Data to use:

▼

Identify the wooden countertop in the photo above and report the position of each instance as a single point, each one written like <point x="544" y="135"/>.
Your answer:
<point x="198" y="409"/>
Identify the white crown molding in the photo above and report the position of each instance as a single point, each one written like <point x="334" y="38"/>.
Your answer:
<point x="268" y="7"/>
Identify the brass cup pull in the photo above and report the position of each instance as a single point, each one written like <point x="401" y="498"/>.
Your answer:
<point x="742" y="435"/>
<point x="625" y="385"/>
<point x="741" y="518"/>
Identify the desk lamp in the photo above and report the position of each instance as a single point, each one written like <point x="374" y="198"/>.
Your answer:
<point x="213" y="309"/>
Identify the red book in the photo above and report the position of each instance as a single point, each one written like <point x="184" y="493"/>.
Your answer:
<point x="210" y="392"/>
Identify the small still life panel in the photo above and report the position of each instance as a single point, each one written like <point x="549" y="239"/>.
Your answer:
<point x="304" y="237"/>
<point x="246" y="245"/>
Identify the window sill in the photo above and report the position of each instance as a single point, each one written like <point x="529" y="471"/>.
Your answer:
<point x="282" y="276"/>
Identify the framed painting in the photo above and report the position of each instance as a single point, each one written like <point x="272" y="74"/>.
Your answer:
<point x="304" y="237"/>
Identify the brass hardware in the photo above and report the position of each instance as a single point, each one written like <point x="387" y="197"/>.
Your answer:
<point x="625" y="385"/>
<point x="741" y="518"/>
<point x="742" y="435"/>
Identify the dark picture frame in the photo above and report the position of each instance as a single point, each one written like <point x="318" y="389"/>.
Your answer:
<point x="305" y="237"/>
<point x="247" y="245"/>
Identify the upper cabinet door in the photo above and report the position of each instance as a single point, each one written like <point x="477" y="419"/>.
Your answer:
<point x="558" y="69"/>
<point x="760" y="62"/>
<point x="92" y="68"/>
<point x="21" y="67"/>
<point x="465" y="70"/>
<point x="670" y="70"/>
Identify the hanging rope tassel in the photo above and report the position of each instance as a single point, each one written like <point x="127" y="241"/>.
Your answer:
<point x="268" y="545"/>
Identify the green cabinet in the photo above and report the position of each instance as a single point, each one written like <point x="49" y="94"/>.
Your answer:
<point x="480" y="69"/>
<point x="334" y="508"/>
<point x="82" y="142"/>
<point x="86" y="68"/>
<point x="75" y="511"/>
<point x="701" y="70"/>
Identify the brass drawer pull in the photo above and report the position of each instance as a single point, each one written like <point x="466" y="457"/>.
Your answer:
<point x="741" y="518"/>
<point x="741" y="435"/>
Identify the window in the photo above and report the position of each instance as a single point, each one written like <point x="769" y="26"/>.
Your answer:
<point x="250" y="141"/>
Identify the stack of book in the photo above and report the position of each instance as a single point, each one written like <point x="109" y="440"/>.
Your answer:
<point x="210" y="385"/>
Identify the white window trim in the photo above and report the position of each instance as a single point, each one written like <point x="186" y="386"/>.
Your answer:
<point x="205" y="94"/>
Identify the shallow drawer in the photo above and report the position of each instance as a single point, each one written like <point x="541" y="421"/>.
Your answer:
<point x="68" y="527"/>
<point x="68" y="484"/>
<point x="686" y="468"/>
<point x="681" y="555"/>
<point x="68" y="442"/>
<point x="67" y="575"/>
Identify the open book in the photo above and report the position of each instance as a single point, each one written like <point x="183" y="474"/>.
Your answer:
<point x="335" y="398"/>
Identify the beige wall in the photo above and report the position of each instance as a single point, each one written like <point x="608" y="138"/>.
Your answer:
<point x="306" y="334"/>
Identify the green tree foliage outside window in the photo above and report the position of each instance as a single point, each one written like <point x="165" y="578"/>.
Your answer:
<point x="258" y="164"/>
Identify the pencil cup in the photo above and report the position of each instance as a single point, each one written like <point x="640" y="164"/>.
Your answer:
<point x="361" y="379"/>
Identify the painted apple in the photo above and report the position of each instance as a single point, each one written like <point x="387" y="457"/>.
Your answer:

▲

Work item:
Print, exactly as written, each record in the listing above.

Exercise response:
Identify the wooden countertop in the photo above and report the position of each instance as a single point, each one written like <point x="544" y="135"/>.
Your answer:
<point x="198" y="409"/>
Identify the white crown molding in the photo above and report the position of each instance as a single point, each one written like <point x="334" y="38"/>.
Your answer:
<point x="268" y="7"/>
Identify the brass cup pull in the photo above and report the position of each instance as a single point, each one written like <point x="401" y="498"/>.
Your answer:
<point x="742" y="435"/>
<point x="625" y="385"/>
<point x="741" y="518"/>
Identify the desk lamp in the photo above and report the position of each instance as a single point, each one written like <point x="374" y="198"/>.
Your answer:
<point x="213" y="309"/>
Identify the red book in the photo above and report the position of each instance as a single point, each one written like <point x="184" y="493"/>.
Your answer:
<point x="210" y="392"/>
Identify the small still life panel in the photo above and report the position of each instance as a single point, each one written like <point x="549" y="239"/>.
Your answer:
<point x="304" y="237"/>
<point x="246" y="245"/>
Identify the window sill in the photo above and report the position of each instance as a single point, each one written like <point x="529" y="471"/>.
Your answer:
<point x="282" y="276"/>
Identify the framed painting in the photo above and report the position of each instance as a single point, each one written like <point x="272" y="74"/>.
Your answer:
<point x="304" y="237"/>
Identify the brass hardware in the photo above and report the position of each instance as a single point, each one written like <point x="387" y="197"/>.
Your answer:
<point x="625" y="385"/>
<point x="741" y="518"/>
<point x="742" y="435"/>
Identify the dark picture frame in the photo above and report the position of each instance as a single point, each one written like <point x="318" y="389"/>.
Your answer:
<point x="305" y="237"/>
<point x="247" y="245"/>
Identify the upper cabinet door in the photo above and report the position of each instance as a single point, each one written like <point x="477" y="419"/>.
Your answer:
<point x="558" y="69"/>
<point x="760" y="62"/>
<point x="92" y="68"/>
<point x="21" y="67"/>
<point x="465" y="70"/>
<point x="670" y="70"/>
Identify the hanging rope tassel in the photo above and report the position of each instance as a single point, each one written like <point x="127" y="241"/>.
Your answer:
<point x="268" y="545"/>
Identify the green cabinet in the photo above and report the position of each instance as a single point, each one written like <point x="49" y="94"/>.
Your answer:
<point x="480" y="69"/>
<point x="334" y="508"/>
<point x="82" y="142"/>
<point x="86" y="68"/>
<point x="75" y="511"/>
<point x="701" y="70"/>
Identify the brass drawer pull in the photo above and report the position of each instance as a single point, each one written like <point x="466" y="457"/>.
Your answer:
<point x="741" y="518"/>
<point x="741" y="435"/>
Identify the window in the photo above and report the position of each instance as a single point, each one written like <point x="769" y="26"/>.
Your answer:
<point x="250" y="141"/>
Identify the stack of book in the photo above and report the position of each instance as a single point, each one written like <point x="109" y="440"/>.
Your answer:
<point x="210" y="385"/>
Identify the white window trim in the photo above and report the position of each instance as a single point, each one written like <point x="186" y="386"/>.
Your answer:
<point x="205" y="94"/>
Identify the shallow drawer in the photo above and report the position of each instance as a single point, each one written like <point x="541" y="421"/>.
Your answer:
<point x="68" y="527"/>
<point x="68" y="484"/>
<point x="686" y="468"/>
<point x="681" y="555"/>
<point x="68" y="442"/>
<point x="67" y="575"/>
Identify the open book in the photo above and report the position of each instance as a single point, each one written like <point x="183" y="474"/>.
Your answer:
<point x="335" y="398"/>
Identify the beige wall in the photo above and report the position of each instance as a single point, each one written like <point x="608" y="138"/>.
Your answer:
<point x="306" y="334"/>
Identify the green tree foliage outside window in the photo above and report the position of each instance as a single point, each one written like <point x="165" y="578"/>.
Your answer:
<point x="258" y="164"/>
Identify the pencil cup in the photo above and report the position of each instance as a single point, each one written like <point x="640" y="164"/>.
Your answer:
<point x="361" y="379"/>
Identify the painted apple in the photo above and report the position of each instance as a single point, each one written like <point x="387" y="457"/>.
Your answer:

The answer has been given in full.